With this year’s Boskone coming up soon, it’s about time that I got around to reading something by last year’s Boskone Guest of Honor, Alastair Reynolds. Revelation Space seemed like a good book to read to find out whether I regret not being in the long line of people who wanted him to sign their books. Well, I think I understand why so many fans were in that line.
The book is a big space opera complete with multiple planets, ancient intelligences, tackling the Fermi paradox with galactic war (a two-fer!), mechanized people, intelligent machinery, modified animals, nanotech plagues, viral therapies, etc, etc. Totally an Idea Book. There were so many ideas, I found myself wondering if I could come up with all that stuff to put into a book. It’s also nice to see a space opera that respects the speed of light and stays within the bounds of subluminal space travel.

Stored records:
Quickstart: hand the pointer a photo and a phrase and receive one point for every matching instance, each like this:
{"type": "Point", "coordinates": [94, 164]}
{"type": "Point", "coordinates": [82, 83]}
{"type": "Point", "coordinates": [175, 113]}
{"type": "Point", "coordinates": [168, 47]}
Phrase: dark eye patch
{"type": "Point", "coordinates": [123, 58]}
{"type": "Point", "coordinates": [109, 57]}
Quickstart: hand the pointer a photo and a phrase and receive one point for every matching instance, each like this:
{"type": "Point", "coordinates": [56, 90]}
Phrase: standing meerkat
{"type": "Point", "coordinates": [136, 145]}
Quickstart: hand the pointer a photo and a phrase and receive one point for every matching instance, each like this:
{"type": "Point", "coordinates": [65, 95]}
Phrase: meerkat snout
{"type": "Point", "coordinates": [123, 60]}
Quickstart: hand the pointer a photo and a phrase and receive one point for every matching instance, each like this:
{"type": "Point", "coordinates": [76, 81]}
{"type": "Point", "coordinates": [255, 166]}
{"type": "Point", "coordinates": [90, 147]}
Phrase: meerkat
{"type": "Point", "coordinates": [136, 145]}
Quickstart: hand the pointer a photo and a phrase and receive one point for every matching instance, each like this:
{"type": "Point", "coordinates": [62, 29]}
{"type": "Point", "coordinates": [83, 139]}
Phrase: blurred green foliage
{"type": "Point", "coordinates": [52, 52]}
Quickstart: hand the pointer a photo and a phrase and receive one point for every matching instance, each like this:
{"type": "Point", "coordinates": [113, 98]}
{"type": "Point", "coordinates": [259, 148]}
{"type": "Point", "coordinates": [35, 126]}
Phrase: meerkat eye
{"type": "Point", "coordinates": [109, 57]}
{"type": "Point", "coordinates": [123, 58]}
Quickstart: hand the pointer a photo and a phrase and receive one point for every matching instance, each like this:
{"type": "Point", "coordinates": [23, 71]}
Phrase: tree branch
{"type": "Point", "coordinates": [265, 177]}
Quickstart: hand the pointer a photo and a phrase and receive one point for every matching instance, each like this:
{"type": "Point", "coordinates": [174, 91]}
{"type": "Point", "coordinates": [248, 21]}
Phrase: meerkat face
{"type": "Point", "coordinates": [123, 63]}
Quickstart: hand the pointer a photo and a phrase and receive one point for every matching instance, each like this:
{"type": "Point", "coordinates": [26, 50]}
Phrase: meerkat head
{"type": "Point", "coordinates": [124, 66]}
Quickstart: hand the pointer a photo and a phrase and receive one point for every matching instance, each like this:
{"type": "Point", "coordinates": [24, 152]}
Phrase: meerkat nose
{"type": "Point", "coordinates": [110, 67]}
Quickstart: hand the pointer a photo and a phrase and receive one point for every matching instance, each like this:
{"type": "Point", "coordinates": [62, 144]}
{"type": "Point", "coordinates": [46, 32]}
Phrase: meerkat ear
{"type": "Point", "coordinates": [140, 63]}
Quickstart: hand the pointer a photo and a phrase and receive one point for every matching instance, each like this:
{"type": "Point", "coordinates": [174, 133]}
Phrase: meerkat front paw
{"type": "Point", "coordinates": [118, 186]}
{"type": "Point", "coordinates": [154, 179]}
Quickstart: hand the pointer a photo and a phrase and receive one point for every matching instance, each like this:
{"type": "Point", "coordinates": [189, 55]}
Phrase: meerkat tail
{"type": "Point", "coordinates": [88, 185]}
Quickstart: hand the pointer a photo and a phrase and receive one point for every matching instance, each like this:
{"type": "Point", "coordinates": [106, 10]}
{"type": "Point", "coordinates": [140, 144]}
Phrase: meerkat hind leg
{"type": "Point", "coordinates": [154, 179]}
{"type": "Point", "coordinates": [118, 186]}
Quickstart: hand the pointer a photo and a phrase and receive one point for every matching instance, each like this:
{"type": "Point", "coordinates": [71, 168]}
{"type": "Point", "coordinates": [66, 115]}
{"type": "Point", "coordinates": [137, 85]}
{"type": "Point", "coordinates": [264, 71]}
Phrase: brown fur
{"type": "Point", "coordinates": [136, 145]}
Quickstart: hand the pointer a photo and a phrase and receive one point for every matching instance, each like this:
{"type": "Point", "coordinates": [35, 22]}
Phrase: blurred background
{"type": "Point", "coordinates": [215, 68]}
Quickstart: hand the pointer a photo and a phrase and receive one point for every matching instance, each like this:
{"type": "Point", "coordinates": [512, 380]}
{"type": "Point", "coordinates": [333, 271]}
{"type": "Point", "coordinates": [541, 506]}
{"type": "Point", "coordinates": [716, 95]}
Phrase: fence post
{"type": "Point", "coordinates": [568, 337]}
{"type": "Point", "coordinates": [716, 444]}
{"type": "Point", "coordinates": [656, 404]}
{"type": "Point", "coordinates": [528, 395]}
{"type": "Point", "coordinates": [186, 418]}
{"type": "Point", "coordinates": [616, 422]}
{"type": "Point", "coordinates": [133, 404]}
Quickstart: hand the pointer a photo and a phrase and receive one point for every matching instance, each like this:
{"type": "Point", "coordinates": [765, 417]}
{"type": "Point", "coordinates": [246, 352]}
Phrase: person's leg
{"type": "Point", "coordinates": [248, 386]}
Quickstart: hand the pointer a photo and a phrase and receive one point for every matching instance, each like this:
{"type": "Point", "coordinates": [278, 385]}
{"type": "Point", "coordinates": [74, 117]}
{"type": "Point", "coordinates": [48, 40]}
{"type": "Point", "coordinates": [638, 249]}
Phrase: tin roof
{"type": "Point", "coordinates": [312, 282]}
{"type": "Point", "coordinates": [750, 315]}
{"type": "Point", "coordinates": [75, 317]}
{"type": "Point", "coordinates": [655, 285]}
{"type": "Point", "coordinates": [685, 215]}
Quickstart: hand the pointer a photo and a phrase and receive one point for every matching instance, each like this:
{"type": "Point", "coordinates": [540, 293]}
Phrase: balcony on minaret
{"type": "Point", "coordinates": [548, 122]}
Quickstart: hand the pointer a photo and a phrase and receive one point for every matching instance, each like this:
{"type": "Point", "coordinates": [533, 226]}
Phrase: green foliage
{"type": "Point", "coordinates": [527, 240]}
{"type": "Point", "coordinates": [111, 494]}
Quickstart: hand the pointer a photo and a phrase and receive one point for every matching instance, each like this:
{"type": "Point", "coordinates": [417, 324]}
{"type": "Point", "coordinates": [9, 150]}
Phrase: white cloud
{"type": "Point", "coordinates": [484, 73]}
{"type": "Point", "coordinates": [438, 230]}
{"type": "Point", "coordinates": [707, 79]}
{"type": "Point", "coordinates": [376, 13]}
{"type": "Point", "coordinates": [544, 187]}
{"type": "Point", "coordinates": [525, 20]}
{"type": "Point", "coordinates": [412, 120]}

_Instructions_.
**A)** Decide whether each statement agrees with the review of Revelation Space, answering yes or no and quoting the words that settle it: (i) The book keeps its space travel slower than light. (ii) Alastair Reynolds was Guest of Honor at this year's Boskone. (iii) The reviewer waited in line to get a book signed by Reynolds.
**B)** Return the passage of the review of Revelation Space from "With this year’s" up to and including "subluminal space travel.", copied word for word.

_Solutions per task_.
**A)**
(i) Yes: "stays within the bounds of subluminal space travel."
(ii) No: "last year’s Boskone Guest of Honor, Alastair Reynolds."
(iii) No: "whether I regret not being in the long line of people who wanted him to sign their books."

**B)**
With this year’s Boskone coming up soon, it’s about time that I got around to reading something by last year’s Boskone Guest of Honor, Alastair Reynolds. Revelation Space seemed like a good book to read to find out whether I regret not being in the long line of people who wanted him to sign their books. Well, I think I understand why so many fans were in that line.
The book is a big space opera complete with multiple planets, ancient intelligences, tackling the Fermi paradox with galactic war (a two-fer!), mechanized people, intelligent machinery, modified animals, nanotech plagues, viral therapies, etc, etc. Totally an Idea Book. There were so many ideas, I found myself wondering if I could come up with all that stuff to put into a book. It’s also nice to see a space opera that respects the speed of light and stays within the bounds of subluminal space travel.